Rewrite every line of the records below as a numbered list, leaving out any blank lines.

◇ ◇ ◇

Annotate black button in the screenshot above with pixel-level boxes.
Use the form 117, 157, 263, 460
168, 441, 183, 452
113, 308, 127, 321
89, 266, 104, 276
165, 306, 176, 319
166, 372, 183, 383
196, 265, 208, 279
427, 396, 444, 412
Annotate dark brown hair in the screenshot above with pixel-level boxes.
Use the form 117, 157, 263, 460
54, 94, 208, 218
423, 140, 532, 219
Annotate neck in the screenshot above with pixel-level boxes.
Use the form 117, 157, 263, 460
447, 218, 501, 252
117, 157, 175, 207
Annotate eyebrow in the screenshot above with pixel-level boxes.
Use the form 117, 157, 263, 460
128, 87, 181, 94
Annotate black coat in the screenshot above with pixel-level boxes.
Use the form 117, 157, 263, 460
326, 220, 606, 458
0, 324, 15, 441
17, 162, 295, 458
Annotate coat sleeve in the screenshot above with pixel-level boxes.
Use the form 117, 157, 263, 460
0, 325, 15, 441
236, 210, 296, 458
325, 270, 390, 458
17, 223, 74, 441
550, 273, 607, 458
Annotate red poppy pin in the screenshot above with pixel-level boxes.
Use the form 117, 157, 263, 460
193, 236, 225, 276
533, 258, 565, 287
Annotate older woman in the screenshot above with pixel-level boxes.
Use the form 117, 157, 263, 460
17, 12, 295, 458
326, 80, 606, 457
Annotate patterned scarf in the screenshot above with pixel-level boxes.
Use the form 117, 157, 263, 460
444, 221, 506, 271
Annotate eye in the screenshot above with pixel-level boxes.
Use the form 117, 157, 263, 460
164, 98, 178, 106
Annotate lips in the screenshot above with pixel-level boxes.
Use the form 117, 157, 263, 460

◇ ◇ ◇

## [TASK OUTPUT]
1. Annotate black button in the screenshot above with pixel-level boxes.
2. Use the form 117, 157, 263, 460
3. 168, 441, 183, 452
4. 113, 308, 127, 321
5. 89, 266, 104, 276
6. 165, 306, 176, 319
7. 166, 372, 183, 383
8. 196, 265, 208, 279
9. 427, 396, 444, 412
10. Annotate dark brown hair in the screenshot above with pixel-level boxes.
11. Use the form 117, 157, 263, 460
12. 54, 94, 208, 218
13. 423, 140, 532, 219
14. Annotate neck in the screenshot above with pixel-level boxes.
15. Use the form 117, 157, 263, 460
16. 447, 218, 501, 252
17. 117, 157, 175, 207
18. Annotate eyebrow in the screenshot above with pixel-level boxes.
19. Use the form 117, 157, 263, 460
20. 128, 87, 181, 94
21. Annotate black coat in the screenshot above with pixel-level boxes.
22. Use the form 117, 157, 263, 460
23. 326, 220, 606, 458
24. 0, 324, 15, 441
25. 17, 162, 295, 458
26. Annotate coat sleeve in the screenshot above with pixel-level boxes.
27. Use the form 117, 157, 263, 460
28. 0, 325, 15, 441
29. 236, 210, 296, 458
30. 325, 270, 390, 458
31. 17, 223, 74, 441
32. 550, 273, 607, 458
33. Annotate red poppy pin in the screenshot above with pixel-level boxes.
34. Use the form 117, 157, 263, 460
35. 193, 236, 225, 276
36. 533, 258, 565, 287
37. Annotate older woman in the screenshot above with pixel-level boxes.
38. Use the form 117, 157, 263, 460
39. 17, 12, 295, 458
40. 326, 80, 606, 457
41. Annotate patterned scarf in the screenshot above with pixel-level boxes.
42. Use the form 117, 157, 263, 460
43. 444, 221, 506, 271
44. Annotate eye in the screenshot above with pixel-level boxes.
45. Use the form 117, 157, 263, 460
46. 164, 98, 178, 106
47. Annotate lips in the screenshot above with pixel-level boxes.
48. Use the form 117, 157, 263, 460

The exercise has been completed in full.